**Task prompt:** Repeat each record below exactly as given.

**Material shown:**

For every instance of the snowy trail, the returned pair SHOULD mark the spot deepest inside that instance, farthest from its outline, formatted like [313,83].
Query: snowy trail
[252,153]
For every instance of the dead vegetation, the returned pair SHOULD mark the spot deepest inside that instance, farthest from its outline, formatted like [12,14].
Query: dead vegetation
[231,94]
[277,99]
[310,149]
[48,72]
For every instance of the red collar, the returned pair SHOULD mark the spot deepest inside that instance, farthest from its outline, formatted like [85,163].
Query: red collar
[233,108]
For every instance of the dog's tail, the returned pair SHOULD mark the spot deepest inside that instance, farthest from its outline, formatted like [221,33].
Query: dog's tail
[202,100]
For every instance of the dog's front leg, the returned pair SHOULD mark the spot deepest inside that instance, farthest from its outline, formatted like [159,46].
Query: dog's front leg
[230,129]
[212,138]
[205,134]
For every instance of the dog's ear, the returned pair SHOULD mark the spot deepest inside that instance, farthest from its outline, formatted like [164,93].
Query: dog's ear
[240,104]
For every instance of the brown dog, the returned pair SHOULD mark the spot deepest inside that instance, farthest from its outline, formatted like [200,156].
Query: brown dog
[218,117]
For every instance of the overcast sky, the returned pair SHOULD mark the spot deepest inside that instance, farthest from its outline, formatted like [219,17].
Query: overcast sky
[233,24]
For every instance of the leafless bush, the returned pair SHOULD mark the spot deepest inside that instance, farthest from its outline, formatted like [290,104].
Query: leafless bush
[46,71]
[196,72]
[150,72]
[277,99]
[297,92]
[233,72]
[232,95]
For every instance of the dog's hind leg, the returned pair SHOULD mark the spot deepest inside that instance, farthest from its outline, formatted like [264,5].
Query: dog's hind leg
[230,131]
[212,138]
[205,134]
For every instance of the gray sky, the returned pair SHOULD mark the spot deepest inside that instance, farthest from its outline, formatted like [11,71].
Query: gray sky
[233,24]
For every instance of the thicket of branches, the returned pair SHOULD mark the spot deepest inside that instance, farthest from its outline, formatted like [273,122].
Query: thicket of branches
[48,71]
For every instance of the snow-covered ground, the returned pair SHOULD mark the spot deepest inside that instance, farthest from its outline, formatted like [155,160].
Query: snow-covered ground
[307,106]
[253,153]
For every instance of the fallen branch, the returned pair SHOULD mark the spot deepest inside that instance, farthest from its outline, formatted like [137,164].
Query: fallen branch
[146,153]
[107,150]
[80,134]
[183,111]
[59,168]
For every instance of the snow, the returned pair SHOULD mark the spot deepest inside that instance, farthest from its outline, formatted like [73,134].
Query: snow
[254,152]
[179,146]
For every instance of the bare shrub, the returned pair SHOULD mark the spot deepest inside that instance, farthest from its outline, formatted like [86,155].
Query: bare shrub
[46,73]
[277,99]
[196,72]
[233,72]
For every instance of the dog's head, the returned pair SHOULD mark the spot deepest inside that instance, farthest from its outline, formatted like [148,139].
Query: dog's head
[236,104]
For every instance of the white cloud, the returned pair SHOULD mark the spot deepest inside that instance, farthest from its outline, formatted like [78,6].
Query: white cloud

**Solution for this problem:**
For every instance of the snowy trail, the returned pair SHOULD mark the spot deepest inside that instance, farthest from its outline, formatted like [313,83].
Query: snowy trail
[252,153]
For every instance of the dead vegetation, the returned pair SHOULD mark the spot deepest inside that instance, farthest from its outline, formatted like [12,14].
Query: dead vegetation
[231,94]
[277,99]
[310,149]
[48,72]
For every instance of the red collar, the returned pair SHOULD mark the spot deepest inside that instance, farthest from its outline, formatted like [85,163].
Query: red collar
[233,108]
For every instance of the dog's tail, the returned pair SHOULD mark the spot deepest inside that instance, farthest from its outline, formatted like [221,33].
Query: dog's tail
[202,100]
For every instance of the dog's front leg, the returned pair SHOULD mark the spot deepest inside that instance, farthest from its outline, formatted like [159,46].
Query: dog's front leg
[230,129]
[212,138]
[205,134]
For every instance of the dog's ear, the returned pair SHOULD mark the spot deepest inside that instance, farthest from its outline, formatted like [164,93].
Query: dog's ear
[240,104]
For every instance of the brown dog, the returned pair SHOULD mark the spot deepest inside that instance, farthest from its outline, formatted like [200,156].
Query: brown dog
[218,117]
For every instance of the overcast sky, the returned pair SHOULD mark the spot deepest inside that instance, farthest from its outline, formatted like [219,17].
Query: overcast sky
[233,24]
For every instance of the leafless bush, the returned pair SHOULD mark the spot deepest inside that instance, farthest from its outline, formatted like [290,104].
Query: leafless bush
[46,71]
[196,72]
[150,72]
[277,99]
[297,92]
[233,72]
[232,95]
For every instance of the dog's hind leg, the returned pair SHOULD mark the spot deepest inside that instance, farthest from its outline, formatted like [264,5].
Query: dog's hind leg
[230,131]
[212,138]
[205,134]
For every instance of the gray sky, the returned pair SHOULD mark the spot deepest inside that instance, farthest from its outline, formatted like [11,71].
Query: gray sky
[233,24]
For every instance of the thicket of branches, the returned pair SHOULD mark the spot deepest inside that instance, farthest from its outline, formatted like [273,122].
Query: thicket of branches
[48,71]
For every instance of the snow-covered ground, the returned pair SHOULD mark the spot deepest inside that instance, farthest from its outline, formatted like [155,160].
Query: snow-covered ground
[307,106]
[253,153]
For every instance of the fallen branch, the returned pair SHOULD mark the spot deepest inside that instance, farthest from its outline, formatted like [137,164].
Query: fallen branch
[146,153]
[107,150]
[80,134]
[183,111]
[59,168]
For every instance of the snow, the returned pair SHOULD mark the spot deepest inside that instance, farthest from its outline, formatted like [73,134].
Query: snow
[254,152]
[179,146]
For every instance of the bare shrub, the returned pair SHOULD mark the spot deepest inside that instance, farthest from its outline, formatted like [86,155].
Query: bare shrub
[46,73]
[277,99]
[196,72]
[233,72]
For every instance of the dog's head, the returned pair SHOULD mark the spot deepest inside that instance, farthest from its outline, formatted like [148,139].
Query: dog's head
[236,104]
For every instance of the white cloud, the returned pair SHOULD mark the spot deepest inside that instance, farthest from its outline, formatted like [78,6].
Query: white cloud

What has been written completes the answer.